> _PAGE EXCERPT_
►

# H.WEIL & SONS DISTILLERS Paducah KY. (UNDOCUMENTED?)



## Thetf2jack (Sep 9, 2020)

This is the last bottle I own that might be undocumented, the only other thing I can find related to this are some notes used to purchase from the company and one other bottle that has a slightly different name but from the same city, this bottle also came from my grandma who may have gotten it from her grandpa or dad, a long time ago I tried to open it and the cork broke but you could still smell the whiskey residue inside! If you have any information on this bottle please let me know.


----------



## RoyalRuby (Sep 10, 2020)

I did find info on Weil Bros & Sons of San Franciso, after a lengthy read, it sounds like things dwindeled after prohibition and the depression, there was no info on what the sons did or where they may have moved to, but it's quite possible the bottle you found maybe from where one or more of the sons ended up at.

◄

> _SET OF TASKS_
**a)** From the thread about the H. Weil & Sons bottle, quote the part that opens with the words containing "# H.WEIL & SONS" and closes with "(Sep 10, 2020)".
**b)** For each statement, state yes or no according to the thread about the H. Weil & Sons bottle, and quote the words that decide it: (i) The cork broke during an attempt to open the bottle. (ii) The reply reports finding information on what the sons did after prohibition. (iii) The bottle came to the first poster from a grandfather.

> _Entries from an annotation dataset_
►

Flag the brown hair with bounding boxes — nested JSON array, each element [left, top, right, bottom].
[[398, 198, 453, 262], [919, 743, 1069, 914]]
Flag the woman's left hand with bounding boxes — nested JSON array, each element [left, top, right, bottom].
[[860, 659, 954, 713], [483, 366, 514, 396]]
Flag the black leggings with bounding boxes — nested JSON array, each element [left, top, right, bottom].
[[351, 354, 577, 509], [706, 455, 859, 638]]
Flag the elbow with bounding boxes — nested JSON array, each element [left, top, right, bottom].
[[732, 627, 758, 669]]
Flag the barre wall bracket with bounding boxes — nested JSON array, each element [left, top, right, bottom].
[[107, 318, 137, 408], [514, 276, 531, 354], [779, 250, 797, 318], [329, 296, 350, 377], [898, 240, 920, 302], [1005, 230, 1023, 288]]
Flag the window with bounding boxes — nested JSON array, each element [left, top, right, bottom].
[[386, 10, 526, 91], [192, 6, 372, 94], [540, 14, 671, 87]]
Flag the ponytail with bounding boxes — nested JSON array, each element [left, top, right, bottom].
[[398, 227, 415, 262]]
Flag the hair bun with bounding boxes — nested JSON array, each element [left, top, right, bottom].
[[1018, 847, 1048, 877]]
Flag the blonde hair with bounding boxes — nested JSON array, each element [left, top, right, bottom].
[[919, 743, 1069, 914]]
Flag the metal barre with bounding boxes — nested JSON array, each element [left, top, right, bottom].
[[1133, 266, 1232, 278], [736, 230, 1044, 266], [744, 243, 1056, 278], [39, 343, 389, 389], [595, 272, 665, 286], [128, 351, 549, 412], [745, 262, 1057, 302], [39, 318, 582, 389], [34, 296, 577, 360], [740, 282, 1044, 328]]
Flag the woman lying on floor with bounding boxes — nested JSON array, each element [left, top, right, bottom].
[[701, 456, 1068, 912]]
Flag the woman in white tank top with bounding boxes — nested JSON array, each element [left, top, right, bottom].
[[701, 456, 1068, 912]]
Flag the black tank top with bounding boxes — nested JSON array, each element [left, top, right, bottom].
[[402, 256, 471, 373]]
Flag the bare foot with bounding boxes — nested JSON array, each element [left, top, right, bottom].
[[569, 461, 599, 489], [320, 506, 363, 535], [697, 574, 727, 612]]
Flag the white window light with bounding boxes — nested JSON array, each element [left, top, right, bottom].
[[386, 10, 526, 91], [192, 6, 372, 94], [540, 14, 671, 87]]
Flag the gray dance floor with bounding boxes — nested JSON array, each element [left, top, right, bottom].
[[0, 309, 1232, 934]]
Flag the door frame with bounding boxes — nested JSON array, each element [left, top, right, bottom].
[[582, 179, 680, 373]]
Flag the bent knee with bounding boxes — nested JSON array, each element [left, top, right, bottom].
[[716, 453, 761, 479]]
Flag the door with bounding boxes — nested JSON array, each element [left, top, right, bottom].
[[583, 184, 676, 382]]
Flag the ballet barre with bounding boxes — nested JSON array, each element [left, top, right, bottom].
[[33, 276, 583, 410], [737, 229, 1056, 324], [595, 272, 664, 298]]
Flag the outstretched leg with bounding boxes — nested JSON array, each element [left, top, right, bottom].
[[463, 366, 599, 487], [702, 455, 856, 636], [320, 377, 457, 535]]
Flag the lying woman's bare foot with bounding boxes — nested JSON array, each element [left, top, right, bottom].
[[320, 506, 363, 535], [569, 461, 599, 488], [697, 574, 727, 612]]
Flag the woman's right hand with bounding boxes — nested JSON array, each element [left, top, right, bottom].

◄
►

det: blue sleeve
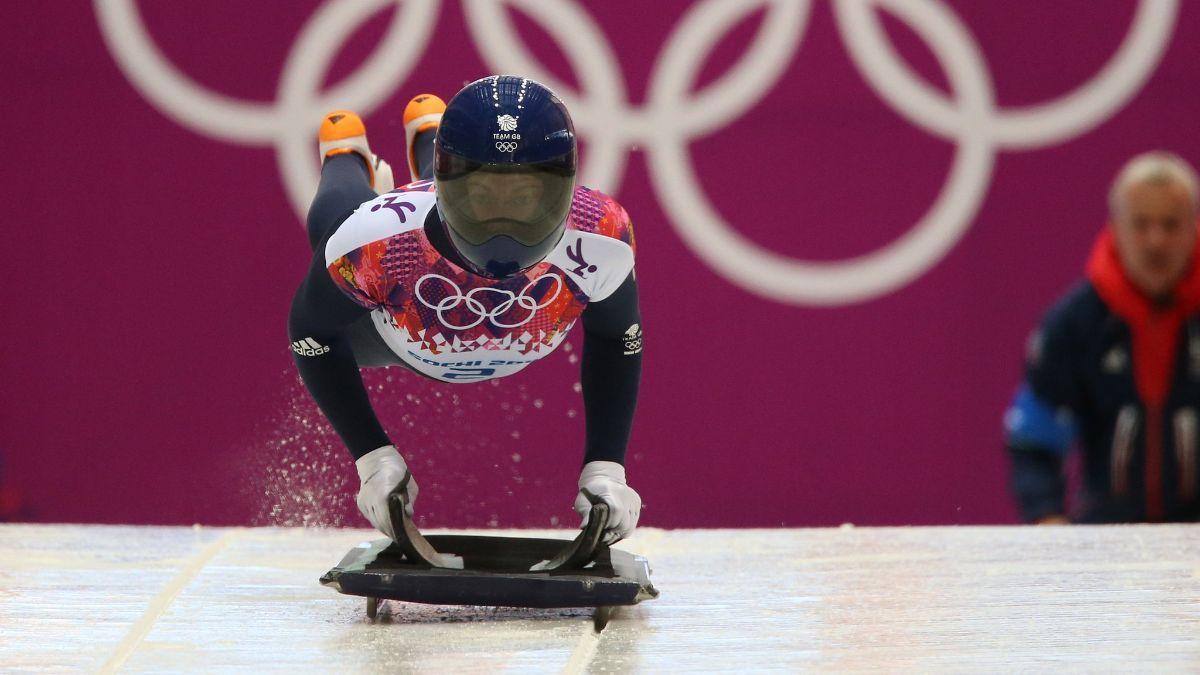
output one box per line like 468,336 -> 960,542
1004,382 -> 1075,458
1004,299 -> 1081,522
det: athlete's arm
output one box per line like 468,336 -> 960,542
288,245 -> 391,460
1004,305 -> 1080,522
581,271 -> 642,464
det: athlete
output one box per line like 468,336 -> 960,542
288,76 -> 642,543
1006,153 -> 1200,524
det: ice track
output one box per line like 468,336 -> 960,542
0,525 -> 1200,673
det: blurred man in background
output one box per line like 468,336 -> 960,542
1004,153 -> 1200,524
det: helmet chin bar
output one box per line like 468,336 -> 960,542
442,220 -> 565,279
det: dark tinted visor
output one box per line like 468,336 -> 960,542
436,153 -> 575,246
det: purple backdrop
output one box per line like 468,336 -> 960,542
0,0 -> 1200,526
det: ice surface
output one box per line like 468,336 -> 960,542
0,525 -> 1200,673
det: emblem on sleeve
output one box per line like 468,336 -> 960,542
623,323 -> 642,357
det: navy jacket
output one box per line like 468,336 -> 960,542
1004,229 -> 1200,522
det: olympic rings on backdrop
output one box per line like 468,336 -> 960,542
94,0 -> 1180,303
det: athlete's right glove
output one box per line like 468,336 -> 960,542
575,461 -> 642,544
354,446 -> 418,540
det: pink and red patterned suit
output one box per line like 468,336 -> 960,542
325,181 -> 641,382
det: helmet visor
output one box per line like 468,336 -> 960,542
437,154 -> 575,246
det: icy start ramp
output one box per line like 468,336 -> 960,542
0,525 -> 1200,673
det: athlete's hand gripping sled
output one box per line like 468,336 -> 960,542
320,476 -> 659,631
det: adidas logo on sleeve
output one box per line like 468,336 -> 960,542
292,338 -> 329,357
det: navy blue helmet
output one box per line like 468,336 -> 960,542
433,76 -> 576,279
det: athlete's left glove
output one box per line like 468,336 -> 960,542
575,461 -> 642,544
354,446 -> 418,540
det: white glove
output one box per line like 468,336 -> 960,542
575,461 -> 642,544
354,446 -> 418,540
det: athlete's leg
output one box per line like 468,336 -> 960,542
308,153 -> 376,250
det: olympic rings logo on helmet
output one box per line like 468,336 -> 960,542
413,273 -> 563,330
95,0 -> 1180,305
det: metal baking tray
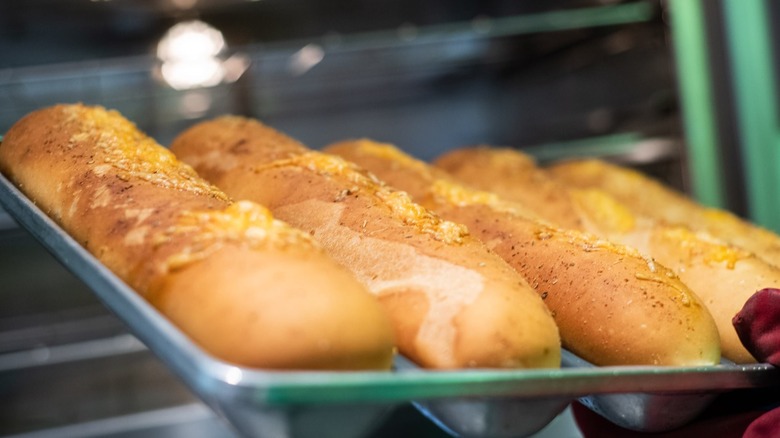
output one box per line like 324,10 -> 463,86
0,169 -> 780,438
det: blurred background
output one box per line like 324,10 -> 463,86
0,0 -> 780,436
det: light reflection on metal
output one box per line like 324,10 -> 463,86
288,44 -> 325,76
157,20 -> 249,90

◄
►

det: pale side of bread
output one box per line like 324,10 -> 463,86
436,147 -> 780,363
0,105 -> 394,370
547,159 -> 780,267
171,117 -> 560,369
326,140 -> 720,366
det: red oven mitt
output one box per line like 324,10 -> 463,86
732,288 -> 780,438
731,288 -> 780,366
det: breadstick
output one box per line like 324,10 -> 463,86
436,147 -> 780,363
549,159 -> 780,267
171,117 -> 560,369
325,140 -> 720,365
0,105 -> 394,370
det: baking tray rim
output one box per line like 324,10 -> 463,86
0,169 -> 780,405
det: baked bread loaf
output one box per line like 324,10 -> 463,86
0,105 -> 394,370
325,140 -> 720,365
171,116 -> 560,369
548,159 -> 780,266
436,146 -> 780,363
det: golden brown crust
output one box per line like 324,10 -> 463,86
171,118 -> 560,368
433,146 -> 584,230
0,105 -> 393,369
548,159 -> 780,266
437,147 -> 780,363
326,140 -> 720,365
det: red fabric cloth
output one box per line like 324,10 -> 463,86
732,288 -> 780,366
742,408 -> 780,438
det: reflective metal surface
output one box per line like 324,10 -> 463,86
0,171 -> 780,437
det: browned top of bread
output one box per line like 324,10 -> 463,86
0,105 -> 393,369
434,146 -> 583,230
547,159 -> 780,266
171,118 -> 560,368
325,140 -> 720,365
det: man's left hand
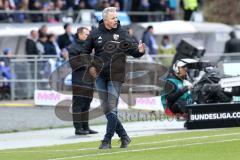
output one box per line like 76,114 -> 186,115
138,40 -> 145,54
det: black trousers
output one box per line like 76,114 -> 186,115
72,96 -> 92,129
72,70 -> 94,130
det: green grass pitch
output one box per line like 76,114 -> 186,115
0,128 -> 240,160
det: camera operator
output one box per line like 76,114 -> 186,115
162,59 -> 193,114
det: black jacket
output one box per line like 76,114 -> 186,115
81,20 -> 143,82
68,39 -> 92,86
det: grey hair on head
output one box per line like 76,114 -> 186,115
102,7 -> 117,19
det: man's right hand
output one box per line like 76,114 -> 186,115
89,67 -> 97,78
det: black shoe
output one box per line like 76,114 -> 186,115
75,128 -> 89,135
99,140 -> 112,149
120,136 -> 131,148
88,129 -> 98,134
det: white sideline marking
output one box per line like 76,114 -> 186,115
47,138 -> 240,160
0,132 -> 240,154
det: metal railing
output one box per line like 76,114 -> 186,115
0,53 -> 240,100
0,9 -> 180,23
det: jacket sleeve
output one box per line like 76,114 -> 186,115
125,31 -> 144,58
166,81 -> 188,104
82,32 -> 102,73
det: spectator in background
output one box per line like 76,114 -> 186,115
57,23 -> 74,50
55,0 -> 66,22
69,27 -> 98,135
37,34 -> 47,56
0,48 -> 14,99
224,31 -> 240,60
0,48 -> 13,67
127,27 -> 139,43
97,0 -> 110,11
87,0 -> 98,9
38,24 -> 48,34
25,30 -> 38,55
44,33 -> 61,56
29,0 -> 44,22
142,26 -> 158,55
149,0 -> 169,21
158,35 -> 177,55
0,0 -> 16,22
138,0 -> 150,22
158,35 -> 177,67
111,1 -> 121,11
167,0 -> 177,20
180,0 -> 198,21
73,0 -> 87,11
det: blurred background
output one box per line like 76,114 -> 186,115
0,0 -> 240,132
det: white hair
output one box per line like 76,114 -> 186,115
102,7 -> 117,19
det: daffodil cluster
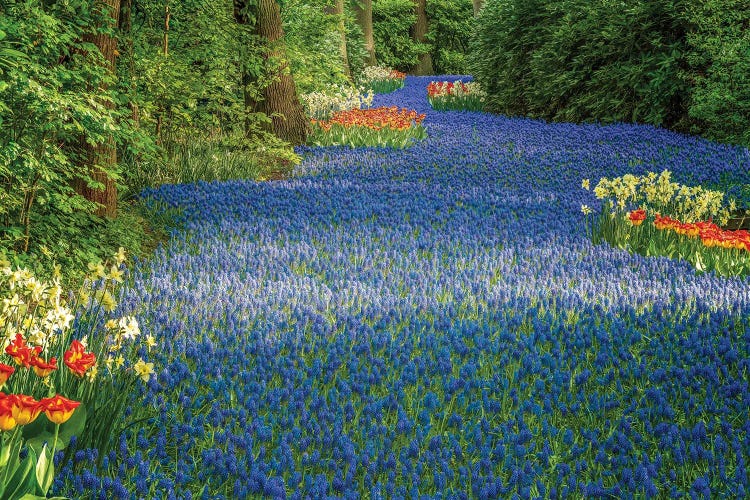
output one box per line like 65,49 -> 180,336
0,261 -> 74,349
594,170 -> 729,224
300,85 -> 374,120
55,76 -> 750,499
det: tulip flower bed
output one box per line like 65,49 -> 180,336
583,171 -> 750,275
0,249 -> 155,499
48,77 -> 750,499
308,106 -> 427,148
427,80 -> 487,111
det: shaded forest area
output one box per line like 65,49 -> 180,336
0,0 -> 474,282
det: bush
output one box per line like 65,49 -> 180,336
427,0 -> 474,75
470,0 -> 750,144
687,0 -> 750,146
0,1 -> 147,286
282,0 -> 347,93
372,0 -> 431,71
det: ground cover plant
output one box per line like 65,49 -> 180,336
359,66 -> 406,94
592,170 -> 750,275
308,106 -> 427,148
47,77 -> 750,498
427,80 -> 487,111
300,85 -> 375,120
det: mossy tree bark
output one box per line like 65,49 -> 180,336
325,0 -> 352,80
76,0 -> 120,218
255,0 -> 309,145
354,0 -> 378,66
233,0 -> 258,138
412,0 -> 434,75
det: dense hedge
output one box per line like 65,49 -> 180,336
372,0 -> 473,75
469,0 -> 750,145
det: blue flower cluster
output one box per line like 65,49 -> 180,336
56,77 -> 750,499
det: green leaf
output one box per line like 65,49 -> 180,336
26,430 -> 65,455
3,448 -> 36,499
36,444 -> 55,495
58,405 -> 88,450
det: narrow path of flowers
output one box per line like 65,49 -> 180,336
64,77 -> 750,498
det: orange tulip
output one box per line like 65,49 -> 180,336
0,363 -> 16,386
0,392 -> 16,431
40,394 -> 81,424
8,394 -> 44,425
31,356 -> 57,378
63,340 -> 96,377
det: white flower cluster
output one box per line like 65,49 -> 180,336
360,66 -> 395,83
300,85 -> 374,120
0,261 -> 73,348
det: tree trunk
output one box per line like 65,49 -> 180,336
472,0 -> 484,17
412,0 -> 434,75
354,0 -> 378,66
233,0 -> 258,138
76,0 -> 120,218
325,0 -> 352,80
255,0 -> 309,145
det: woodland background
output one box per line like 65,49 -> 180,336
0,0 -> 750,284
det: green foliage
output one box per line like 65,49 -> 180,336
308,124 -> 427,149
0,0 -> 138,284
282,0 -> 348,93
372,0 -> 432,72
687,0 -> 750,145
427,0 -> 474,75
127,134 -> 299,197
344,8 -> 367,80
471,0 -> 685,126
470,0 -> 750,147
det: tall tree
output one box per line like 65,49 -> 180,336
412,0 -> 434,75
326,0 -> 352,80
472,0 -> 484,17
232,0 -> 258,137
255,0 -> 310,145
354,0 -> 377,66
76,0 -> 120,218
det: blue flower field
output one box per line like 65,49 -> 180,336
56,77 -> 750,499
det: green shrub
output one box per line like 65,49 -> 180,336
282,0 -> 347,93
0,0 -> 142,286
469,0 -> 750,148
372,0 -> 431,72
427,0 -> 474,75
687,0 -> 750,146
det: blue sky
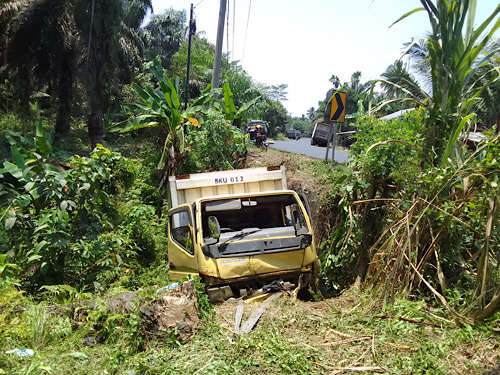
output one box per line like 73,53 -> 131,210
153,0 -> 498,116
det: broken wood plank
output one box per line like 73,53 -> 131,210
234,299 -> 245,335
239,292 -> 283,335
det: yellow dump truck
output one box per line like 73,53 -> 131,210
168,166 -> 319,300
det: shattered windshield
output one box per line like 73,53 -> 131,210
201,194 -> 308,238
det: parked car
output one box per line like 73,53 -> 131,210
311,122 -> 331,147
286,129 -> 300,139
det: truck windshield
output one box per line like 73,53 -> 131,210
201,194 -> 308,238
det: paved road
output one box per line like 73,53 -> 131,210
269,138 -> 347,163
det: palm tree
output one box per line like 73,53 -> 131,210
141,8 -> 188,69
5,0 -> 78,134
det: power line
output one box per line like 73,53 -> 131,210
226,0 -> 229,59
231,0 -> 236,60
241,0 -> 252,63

◄

> _RESPONSES PER TASK_
**a)**
# H.WEIL & SONS DISTILLERS Paducah KY. (UNDOCUMENTED?)



## Thetf2jack (Sep 9, 2020)

This is the last bottle I own that might be undocumented, the only other thing I can find related to this are some notes used to purchase from the company and one other bottle that has a slightly different name but from the same city, this bottle also came from my grandma who may have gotten it from her grandpa or dad, a long time ago I tried to open it and the cork broke but you could still smell the whiskey residue inside! If you have any information on this bottle please let me know.


----------



## RoyalRuby (Sep 10, 2020)

**b)**
(i) Yes: "a long time ago I tried to open it and the cork broke"
(ii) No: "there was no info on what the sons did or where they may have moved to"
(iii) No: "this bottle also came from my grandma"